** Begin **

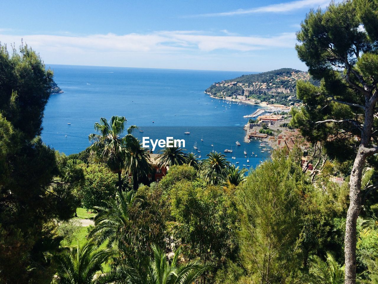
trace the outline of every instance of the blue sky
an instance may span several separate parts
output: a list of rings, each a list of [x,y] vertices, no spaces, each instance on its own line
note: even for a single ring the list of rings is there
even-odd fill
[[[0,42],[23,39],[46,64],[307,70],[295,33],[329,0],[7,1]]]

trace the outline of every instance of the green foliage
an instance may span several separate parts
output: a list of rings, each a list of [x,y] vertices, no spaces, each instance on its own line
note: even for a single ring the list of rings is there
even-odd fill
[[[178,147],[164,147],[160,150],[160,154],[157,157],[160,166],[169,166],[174,165],[182,165],[186,162],[186,154],[183,149]]]
[[[197,176],[195,169],[188,165],[173,165],[169,167],[168,173],[160,184],[162,188],[167,190],[176,183],[181,180],[193,181]]]
[[[212,184],[222,183],[225,179],[226,170],[230,162],[225,155],[217,152],[211,153],[206,156],[207,159],[202,161],[200,167],[201,176]]]
[[[59,224],[58,234],[63,238],[65,243],[69,245],[80,230],[81,224],[76,219],[64,221]]]
[[[239,169],[239,167],[232,165],[226,170],[226,179],[230,184],[236,186],[245,180],[245,173],[248,171],[245,168]]]
[[[53,73],[27,45],[10,55],[0,45],[0,109],[30,140],[40,134],[43,111],[50,96]]]
[[[102,204],[103,200],[114,196],[116,175],[104,164],[91,164],[84,169],[84,181],[77,189],[78,196],[85,208],[90,209]]]
[[[150,154],[141,142],[133,136],[126,136],[125,169],[133,180],[133,189],[136,191],[139,184],[148,181],[148,175],[152,172]]]
[[[168,193],[171,234],[177,243],[187,245],[186,255],[210,261],[217,268],[235,259],[239,222],[234,193],[201,180],[181,180]]]
[[[327,254],[325,261],[314,256],[311,259],[308,276],[305,278],[311,284],[344,284],[344,267],[341,267],[329,254]]]
[[[288,105],[290,102],[288,100],[289,97],[293,95],[296,92],[296,85],[297,81],[292,78],[291,79],[292,77],[291,73],[293,72],[297,73],[302,71],[291,68],[282,68],[258,74],[243,75],[224,81],[225,83],[236,82],[242,84],[248,84],[250,89],[246,92],[243,89],[242,87],[239,86],[217,86],[215,84],[210,86],[206,89],[205,92],[213,95],[222,97],[223,96],[231,97],[239,95],[246,95],[250,98],[260,100],[262,101],[268,102],[271,99],[274,99],[275,103]],[[304,73],[304,74],[305,73]],[[312,78],[310,78],[309,81],[316,85],[319,84],[319,81],[314,80]],[[267,84],[267,89],[275,88],[276,89],[271,91],[262,91],[259,88],[254,87],[253,83],[256,82],[266,83]],[[276,86],[270,86],[269,85],[270,83],[274,84]],[[251,87],[252,88],[252,90],[250,89]],[[289,92],[280,92],[276,89],[277,88],[281,87],[288,90]],[[299,100],[295,99],[292,100],[291,102],[299,101]]]
[[[118,246],[121,254],[115,258],[147,255],[153,242],[162,245],[165,237],[167,212],[158,189],[142,187],[136,195],[132,191],[117,193],[98,213],[95,226],[90,234],[98,244],[108,241],[108,247]]]
[[[301,174],[282,156],[251,172],[240,188],[240,256],[248,271],[242,282],[295,278],[303,226],[300,193],[305,184]]]
[[[26,45],[0,45],[0,283],[49,283],[43,253],[59,247],[53,220],[73,214],[78,181],[38,136],[53,72]]]
[[[198,170],[200,168],[198,156],[193,153],[188,153],[186,156],[186,163]]]
[[[266,127],[266,126],[265,126]],[[265,134],[267,134],[269,136],[273,136],[273,131],[271,129],[269,128],[260,128],[260,130],[259,130],[259,133],[264,133]]]
[[[94,284],[105,278],[99,274],[96,280],[93,279],[98,271],[102,272],[102,264],[111,253],[109,249],[98,249],[90,241],[76,248],[64,248],[58,252],[48,252],[45,256],[56,265],[57,277],[54,281],[57,284]]]
[[[115,278],[130,284],[191,284],[211,268],[209,262],[195,259],[180,263],[179,248],[170,261],[165,251],[152,246],[153,257],[142,260],[130,258],[117,269]]]
[[[101,117],[100,120],[94,124],[98,133],[89,136],[89,140],[93,142],[90,150],[96,161],[105,163],[113,173],[118,174],[118,191],[121,192],[122,171],[126,166],[125,145],[127,141],[133,137],[132,133],[136,126],[130,126],[127,130],[127,135],[122,137],[127,121],[124,117],[113,116],[109,121]]]

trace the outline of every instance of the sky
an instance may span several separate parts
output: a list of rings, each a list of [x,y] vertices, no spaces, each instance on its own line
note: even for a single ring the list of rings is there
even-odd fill
[[[296,32],[329,0],[13,0],[0,42],[48,64],[264,72],[307,70]]]

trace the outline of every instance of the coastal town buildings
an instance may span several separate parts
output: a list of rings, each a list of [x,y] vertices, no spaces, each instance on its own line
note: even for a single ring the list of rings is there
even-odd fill
[[[159,166],[158,159],[158,154],[150,154],[150,160],[152,166],[152,173],[149,175],[149,179],[151,181],[159,181],[167,174],[169,167],[165,165]]]

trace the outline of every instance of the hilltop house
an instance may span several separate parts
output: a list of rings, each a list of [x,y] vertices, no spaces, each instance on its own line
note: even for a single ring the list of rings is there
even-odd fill
[[[167,174],[167,172],[169,169],[168,166],[163,165],[159,166],[159,161],[158,160],[157,154],[150,154],[150,160],[151,164],[152,166],[152,173],[149,175],[149,179],[152,181],[159,181],[163,177]]]

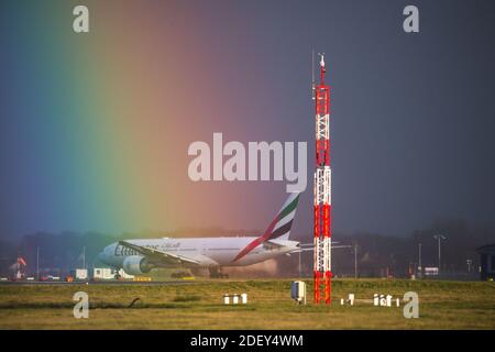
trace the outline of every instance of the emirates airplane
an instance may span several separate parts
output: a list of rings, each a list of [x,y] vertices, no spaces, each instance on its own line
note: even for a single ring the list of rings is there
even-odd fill
[[[260,237],[223,237],[189,239],[141,239],[112,243],[98,258],[121,267],[127,274],[140,275],[154,267],[207,267],[212,277],[223,277],[223,266],[244,266],[283,254],[312,250],[312,244],[289,240],[299,194],[290,194],[280,211]]]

** End **

- _AIM OF THE EXERCISE_:
Convert every entry above into a two-column CSV with the header row input,output, one row per entry. Put the entry's text in input and its answer in output, each as a single quoted field with line breaks turned into spaces, and leave out the pictures.

- _ANSWER TO THIS EXERCISE_:
input,output
"trace the outline of every instance of the blue sky an instance may span several separate parts output: a list of rings, each a list of [x,y] vertices, no spaces, each instance on its own line note: even for a single ring the list of rings is there even-odd fill","[[[0,42],[23,39],[46,64],[307,70],[295,33],[329,0],[7,1]]]"
"trace the outline of every instance of the green foliage an instance may span several separate parts output: a list of rings, each a list of [x,y] vertices, no spaces, each instance on its own line note: even for a single ring the list of rings is there even-odd fill","[[[178,147],[164,147],[160,150],[160,154],[157,157],[160,166],[169,166],[174,165],[182,165],[186,162],[186,154],[183,149]]] [[[197,176],[195,169],[188,165],[173,165],[169,167],[168,173],[160,184],[162,188],[167,190],[176,183],[181,180],[193,181]]] [[[212,184],[222,183],[225,179],[226,170],[230,162],[225,155],[217,152],[211,153],[206,156],[207,159],[202,161],[200,167],[201,176]]] [[[59,224],[58,234],[63,238],[65,243],[69,245],[80,230],[81,224],[76,219],[64,221]]] [[[239,169],[239,167],[232,165],[226,170],[226,179],[230,184],[236,186],[245,180],[245,173],[248,171],[245,168]]] [[[53,73],[27,45],[10,55],[0,45],[0,109],[30,140],[40,134],[43,111],[50,96]]] [[[102,204],[103,200],[114,196],[116,175],[104,164],[91,164],[84,169],[84,181],[77,189],[78,196],[85,208],[90,209]]] [[[150,154],[141,142],[133,136],[126,136],[125,169],[133,180],[133,189],[136,191],[139,184],[148,181],[148,175],[152,172]]] [[[168,193],[171,234],[177,243],[187,245],[186,255],[210,261],[217,268],[235,259],[239,222],[234,193],[201,180],[181,180]]] [[[327,254],[325,261],[314,256],[311,259],[308,276],[305,278],[311,284],[344,284],[344,267],[341,267],[329,254]]] [[[288,105],[290,102],[288,100],[289,97],[293,95],[296,92],[296,85],[297,81],[292,78],[291,79],[292,77],[291,73],[293,72],[297,73],[302,71],[291,68],[282,68],[258,74],[243,75],[224,81],[225,83],[236,82],[242,84],[248,84],[250,89],[246,92],[243,89],[242,87],[239,86],[217,86],[215,84],[210,86],[206,89],[205,92],[213,95],[222,97],[223,96],[231,97],[239,95],[246,95],[250,98],[260,100],[262,101],[268,102],[271,99],[274,99],[275,103]],[[304,73],[304,74],[305,73]],[[312,78],[310,78],[309,81],[316,85],[319,84],[319,81],[314,80]],[[267,84],[267,89],[275,88],[276,89],[271,91],[262,91],[259,88],[254,87],[253,83],[256,82],[266,83]],[[276,86],[270,86],[269,85],[270,83],[274,84]],[[251,87],[252,88],[252,90],[250,89]],[[289,92],[280,92],[276,89],[277,88],[281,87],[288,90]],[[299,100],[295,99],[292,100],[291,102],[299,101]]] [[[118,246],[121,254],[115,258],[147,255],[153,242],[162,245],[165,237],[167,212],[158,189],[142,187],[136,195],[132,191],[117,193],[98,213],[95,226],[90,234],[98,244],[108,241],[108,247]]] [[[301,174],[282,156],[251,172],[240,188],[240,256],[248,271],[242,282],[295,278],[303,226],[300,193],[305,184]]] [[[26,45],[0,45],[0,283],[49,283],[43,253],[59,247],[53,220],[73,214],[78,181],[38,136],[53,72]]] [[[198,170],[200,168],[198,156],[193,153],[188,153],[186,156],[186,163]]] [[[266,127],[266,126],[265,126]],[[265,134],[267,134],[269,136],[273,136],[273,131],[271,129],[269,128],[260,128],[260,130],[259,130],[259,133],[264,133]]] [[[94,284],[105,278],[99,274],[96,280],[93,279],[98,271],[102,272],[102,264],[111,253],[109,249],[98,249],[90,241],[76,248],[64,248],[58,252],[48,252],[45,256],[56,265],[57,277],[54,281],[57,284]]] [[[115,278],[130,284],[191,284],[211,268],[209,262],[195,259],[180,263],[179,248],[170,261],[165,251],[152,246],[153,257],[142,260],[130,258],[117,269]]] [[[101,117],[100,120],[94,124],[98,133],[89,136],[89,140],[93,142],[90,150],[96,161],[105,163],[113,173],[118,174],[118,191],[121,192],[122,171],[126,166],[125,145],[127,141],[133,137],[132,133],[136,126],[130,126],[127,130],[127,135],[122,137],[127,121],[124,117],[113,116],[109,121]]]"
"trace the outline of every instance of the sky an instance may span several separate parts output: a list of rings, each a list of [x,y] vertices, no spaces, each instance on its own line note: even for a single ring the list of rings is there even-odd fill","[[[296,32],[329,0],[13,0],[0,42],[48,64],[264,72],[307,70]]]"
"trace the outline of every instance of the coastal town buildings an instance may span several separate parts output: a list of rings, each a list of [x,y] vertices, no spaces, each instance on its own line note: even for a single ring the list of rings is there even-odd fill","[[[159,166],[158,159],[158,154],[150,154],[150,160],[152,166],[152,173],[149,175],[149,179],[151,181],[159,181],[167,174],[169,167],[165,165]]]"
"trace the outline of every instance of the hilltop house an instance may span several separate parts output: a list of rings, each a list of [x,y] vertices, no spaces, each instance on its own line note: even for a single ring the list of rings is there even-odd fill","[[[167,174],[167,172],[169,169],[168,166],[163,165],[159,166],[159,161],[158,160],[157,154],[150,154],[150,160],[151,164],[152,166],[152,173],[149,175],[149,179],[152,181],[159,181],[163,177]]]"
"trace the outline of every instance of the emirates airplane an instance may span several separate parts output: a list of rings, each a list of [x,y] vertices, no spaces, each instance on its own line note: even for a single ring the list of rings is there even-odd fill","[[[260,237],[223,237],[189,239],[141,239],[112,243],[98,258],[121,267],[127,274],[140,275],[154,267],[207,267],[212,277],[223,277],[223,266],[244,266],[283,254],[312,250],[312,244],[289,240],[299,194],[290,194],[280,211]]]"